* EXERCISE PROMPT *
Reproduce every line of the material below verbatim, from start to finish.

* GIVEN RECORDS *
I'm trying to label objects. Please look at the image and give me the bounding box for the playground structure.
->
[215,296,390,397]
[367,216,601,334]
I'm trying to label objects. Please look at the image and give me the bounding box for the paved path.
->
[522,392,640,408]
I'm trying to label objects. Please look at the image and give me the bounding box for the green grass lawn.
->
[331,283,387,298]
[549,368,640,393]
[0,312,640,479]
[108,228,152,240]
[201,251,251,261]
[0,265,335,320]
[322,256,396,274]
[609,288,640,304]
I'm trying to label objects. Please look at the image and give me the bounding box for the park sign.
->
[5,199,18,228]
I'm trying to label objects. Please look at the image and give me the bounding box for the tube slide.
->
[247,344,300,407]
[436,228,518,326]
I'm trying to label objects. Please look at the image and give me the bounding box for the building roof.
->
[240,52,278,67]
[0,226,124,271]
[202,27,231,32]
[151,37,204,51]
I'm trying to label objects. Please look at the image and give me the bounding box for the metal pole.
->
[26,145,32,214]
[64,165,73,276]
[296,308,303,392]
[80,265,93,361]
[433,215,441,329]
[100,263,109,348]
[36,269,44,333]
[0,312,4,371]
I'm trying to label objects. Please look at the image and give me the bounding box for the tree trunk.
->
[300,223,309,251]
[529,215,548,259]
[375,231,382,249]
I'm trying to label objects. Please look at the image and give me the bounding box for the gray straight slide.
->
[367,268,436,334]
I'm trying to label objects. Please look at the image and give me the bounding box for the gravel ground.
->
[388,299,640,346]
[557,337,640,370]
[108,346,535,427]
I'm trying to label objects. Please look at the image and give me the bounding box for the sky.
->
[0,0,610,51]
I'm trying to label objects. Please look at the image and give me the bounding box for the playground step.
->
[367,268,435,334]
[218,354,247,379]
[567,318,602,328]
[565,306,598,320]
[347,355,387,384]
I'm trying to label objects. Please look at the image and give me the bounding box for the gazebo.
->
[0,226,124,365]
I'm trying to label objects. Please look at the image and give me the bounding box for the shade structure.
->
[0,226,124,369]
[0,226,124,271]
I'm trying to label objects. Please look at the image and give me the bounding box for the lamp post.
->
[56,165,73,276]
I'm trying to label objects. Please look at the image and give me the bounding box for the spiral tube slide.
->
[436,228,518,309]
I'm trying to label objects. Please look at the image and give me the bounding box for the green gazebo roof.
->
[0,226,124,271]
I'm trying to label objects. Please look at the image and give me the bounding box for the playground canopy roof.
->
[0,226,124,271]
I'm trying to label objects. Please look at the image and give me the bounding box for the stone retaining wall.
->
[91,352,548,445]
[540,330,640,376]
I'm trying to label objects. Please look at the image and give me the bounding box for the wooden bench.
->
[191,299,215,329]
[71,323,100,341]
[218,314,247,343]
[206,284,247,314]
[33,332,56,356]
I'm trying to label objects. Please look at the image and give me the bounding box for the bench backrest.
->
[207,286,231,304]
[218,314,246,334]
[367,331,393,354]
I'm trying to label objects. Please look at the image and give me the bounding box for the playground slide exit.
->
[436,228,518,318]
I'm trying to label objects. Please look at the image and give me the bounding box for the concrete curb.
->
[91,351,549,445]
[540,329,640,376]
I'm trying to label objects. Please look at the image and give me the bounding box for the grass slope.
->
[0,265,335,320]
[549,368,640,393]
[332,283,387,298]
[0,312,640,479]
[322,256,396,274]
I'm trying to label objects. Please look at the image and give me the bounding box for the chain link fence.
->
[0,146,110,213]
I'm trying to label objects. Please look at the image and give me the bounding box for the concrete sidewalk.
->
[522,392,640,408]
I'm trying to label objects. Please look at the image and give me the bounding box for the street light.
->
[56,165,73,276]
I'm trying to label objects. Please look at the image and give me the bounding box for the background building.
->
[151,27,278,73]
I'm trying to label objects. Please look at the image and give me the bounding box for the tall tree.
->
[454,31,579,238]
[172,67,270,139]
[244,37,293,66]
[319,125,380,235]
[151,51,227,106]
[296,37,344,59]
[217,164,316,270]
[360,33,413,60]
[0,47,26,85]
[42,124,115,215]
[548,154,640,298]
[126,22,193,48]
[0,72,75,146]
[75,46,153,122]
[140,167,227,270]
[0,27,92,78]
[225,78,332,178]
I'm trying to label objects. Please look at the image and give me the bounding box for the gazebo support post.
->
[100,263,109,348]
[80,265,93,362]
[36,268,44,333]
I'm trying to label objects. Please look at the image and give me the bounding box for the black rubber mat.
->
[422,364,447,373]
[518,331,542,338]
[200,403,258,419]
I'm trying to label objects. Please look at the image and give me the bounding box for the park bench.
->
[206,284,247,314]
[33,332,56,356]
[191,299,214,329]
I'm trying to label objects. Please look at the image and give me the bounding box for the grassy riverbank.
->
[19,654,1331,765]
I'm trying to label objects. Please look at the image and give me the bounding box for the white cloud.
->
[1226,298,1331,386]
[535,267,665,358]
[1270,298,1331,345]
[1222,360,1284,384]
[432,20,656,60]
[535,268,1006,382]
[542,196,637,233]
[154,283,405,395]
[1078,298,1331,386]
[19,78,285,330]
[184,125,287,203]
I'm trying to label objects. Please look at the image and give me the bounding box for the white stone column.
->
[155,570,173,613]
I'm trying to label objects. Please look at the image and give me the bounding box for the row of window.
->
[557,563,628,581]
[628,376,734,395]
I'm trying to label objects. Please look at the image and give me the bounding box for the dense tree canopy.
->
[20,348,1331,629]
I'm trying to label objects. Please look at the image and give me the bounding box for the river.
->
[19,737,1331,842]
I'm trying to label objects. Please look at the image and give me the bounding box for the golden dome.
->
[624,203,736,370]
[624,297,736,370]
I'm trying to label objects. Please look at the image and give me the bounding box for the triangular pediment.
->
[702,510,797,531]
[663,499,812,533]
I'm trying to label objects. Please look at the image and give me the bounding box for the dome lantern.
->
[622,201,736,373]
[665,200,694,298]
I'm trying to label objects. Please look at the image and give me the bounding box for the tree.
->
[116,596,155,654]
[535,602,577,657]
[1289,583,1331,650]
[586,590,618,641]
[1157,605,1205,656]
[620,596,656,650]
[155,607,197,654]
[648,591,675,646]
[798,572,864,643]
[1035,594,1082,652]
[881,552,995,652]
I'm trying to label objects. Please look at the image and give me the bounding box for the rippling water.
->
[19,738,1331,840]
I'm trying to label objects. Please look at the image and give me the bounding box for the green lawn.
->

* ANSWER TO THE EXERCISE *
I'm trying to label objects. Please look at the image and give me the bounding box for the playground structure.
->
[215,296,390,397]
[367,216,601,334]
I'm trying to label objects. Please look at the image and give me the bounding box for the paved path.
->
[522,392,640,408]
I'm trying to label objects. Please look at the image and give me the bounding box for the green grass lawn.
->
[331,283,387,298]
[549,368,640,393]
[0,312,640,479]
[108,228,152,240]
[201,251,251,261]
[0,265,335,320]
[322,256,396,274]
[609,288,640,304]
I'm trying to label objects. Please look at the image and give me the bounding box for the park sign.
->
[5,199,18,228]
I'm trying to label objects. Please look at the image and give me the bounding box for the tube slide.
->
[247,344,300,407]
[436,228,518,326]
I'm trying to label objects. Please look at the image and give me the bounding box for the building roof.
->
[240,52,278,67]
[0,226,124,271]
[202,27,231,32]
[151,37,204,51]
I'm trying to label objects. Please look at the image and give me the bounding box for the metal pole.
->
[26,145,32,214]
[64,165,73,276]
[296,308,303,392]
[80,265,93,361]
[433,215,441,329]
[100,263,109,348]
[36,269,44,333]
[0,312,4,371]
I'm trying to label objects. Please look at the image and give me the bounding box for the tree trunk.
->
[300,223,309,251]
[529,215,548,259]
[375,231,382,249]
I'm trying to label objects. Please look at the image and give me the bounding box for the gray straight slide.
->
[367,268,436,334]
I'm trying to label objects. Please look at the image and give me the bounding box for the gravel ground.
->
[388,299,640,346]
[557,337,640,370]
[108,346,535,427]
I'm trying to label objects. Please look at the image and give me the bounding box for the sky.
->
[0,0,610,51]
I'm trying to label objects. Please look at the image and give me the bounding box for the playground step.
->
[367,268,435,334]
[218,354,247,379]
[567,318,602,328]
[565,306,598,320]
[347,355,387,384]
I'm trying to label objects. Please look at the image and give me the bounding box for the gazebo.
->
[0,226,124,365]
I'm trying to label objects. Please look at the image and give me the bounding box for the shade structure.
->
[0,226,124,369]
[0,226,124,271]
I'm trying to label objects. Please look at the image and give me the bounding box for the lamp post.
->
[56,165,73,276]
I'm trying to label objects. Please look at the image and give me the bounding box for the spiral tube slide.
->
[436,228,518,309]
I'm trying to label objects. Please look at the image and give me the bounding box for the green gazebo roof.
->
[0,226,124,271]
I'm trying to label objects. Please look at the image and give me the bounding box for the playground canopy roof.
->
[0,226,124,271]
I'm trying to label objects. Please look at the image and give me the bounding box for the stone retaining wall.
->
[91,352,548,445]
[540,330,640,376]
I'm trying to label objects. Please look at the image and give me the bounding box for the wooden bench.
->
[191,299,215,329]
[71,323,100,341]
[218,314,247,343]
[206,284,247,314]
[33,332,56,356]
I'm trying to label objects. Please look at the image and give me the bounding box for the bench backrest.
->
[207,286,231,304]
[218,314,246,334]
[367,331,393,354]
I'm trying to label objects. Please look at the image and give me the bounding box for the playground slide exit.
->
[436,228,518,318]
I'm trying to label objects. Please look at the image and give me the bounding box for the concrete curb.
->
[91,351,549,445]
[540,329,640,376]
I'm trying to label objects. Please look at the image and give me the bounding box for the grass slope.
->
[0,265,335,320]
[549,368,640,393]
[332,283,387,298]
[0,312,640,479]
[322,256,396,274]
I'm trying to label objects. Please look at the image and give me the bounding box for the chain link fence.
->
[0,146,110,213]
I'm trying to label objects. Please look at the image and give me the bounding box for the concrete sidewalk.
->
[522,392,640,408]
I'm trying to label objects. Please look at the image and give me the bounding box for the street light.
->
[56,165,73,276]
I'm trying to label objects. Please look at the image and give me the bounding box for the background building.
->
[151,27,278,73]
I'm trying to label objects. Please look at the image and give me the bounding box for the tall tree.
->
[454,31,579,238]
[172,67,270,139]
[244,37,293,66]
[319,125,380,235]
[151,51,227,106]
[296,37,344,59]
[217,164,316,270]
[360,33,413,60]
[0,47,26,85]
[42,124,115,215]
[548,154,640,298]
[126,22,193,48]
[0,72,75,146]
[75,46,153,122]
[140,167,227,270]
[0,27,92,78]
[225,78,332,178]
I'm trying to label objects. Please look at the image and give me the bounding box for the gazebo support post.
->
[100,263,109,348]
[80,265,93,362]
[36,268,44,333]
I'm trying to label objects. Please look at the image and give me the bounding box for the black rubber mat.
->
[422,364,447,373]
[518,331,542,338]
[200,403,258,419]
I'm trying to label objects. Please look at the image and give me the bounding box for the park bench.
->
[206,284,247,314]
[33,332,56,356]
[191,299,214,329]
I'm trying to label objects. Please look at the image and give me the bounding box for the grassy riverbank.
->
[19,654,1331,765]
I'm trying to label objects. Please look at the image and give me the bounding box for the white cloud.
->
[1226,298,1331,386]
[535,267,665,358]
[1270,298,1331,345]
[1222,360,1284,384]
[432,20,656,60]
[535,268,1006,382]
[542,196,637,233]
[154,283,405,395]
[1078,298,1331,386]
[19,78,285,330]
[184,125,287,203]
I'm trying to label objects. Please look at the image and give me the bounding box for the white stone column.
->
[155,570,173,613]
I'm trying to label objects. Please look at the image and give me the bounding box for the row of window.
->
[557,563,628,581]
[628,376,734,395]
I'm trying to label objects. Please look at the image and give me the bounding box for the dense tree canopy.
->
[20,348,1331,629]
I'm trying to label objects. Please look at the image and give me the bounding box for the river.
->
[19,737,1331,842]
I'm trying to label objects. Please look at the image and give me the bounding box for the golden dome.
->
[624,203,736,370]
[624,297,736,370]
I'm trying to label objects. Please look at the image and give me the bounding box for the triangular pediment.
->
[702,510,797,531]
[663,499,812,533]
I'm trying to label objects. Please look at the image and give me the bounding box for the dome lantern.
->
[622,201,736,373]
[665,200,694,298]
I'm trying to label objects. Please look at the image and give me the bounding box for the tree.
->
[116,596,155,654]
[535,602,577,657]
[1289,583,1331,650]
[586,590,618,641]
[1157,605,1205,656]
[620,596,656,650]
[155,607,197,654]
[648,591,675,646]
[798,572,864,643]
[1035,594,1082,652]
[881,552,995,652]
I'm trying to label objects. Please look at the image and give me the bounding box for the rippling water.
->
[19,738,1331,840]
I'm trying to label objects. Please look at the image and give me the bounding box for the green lawn.
->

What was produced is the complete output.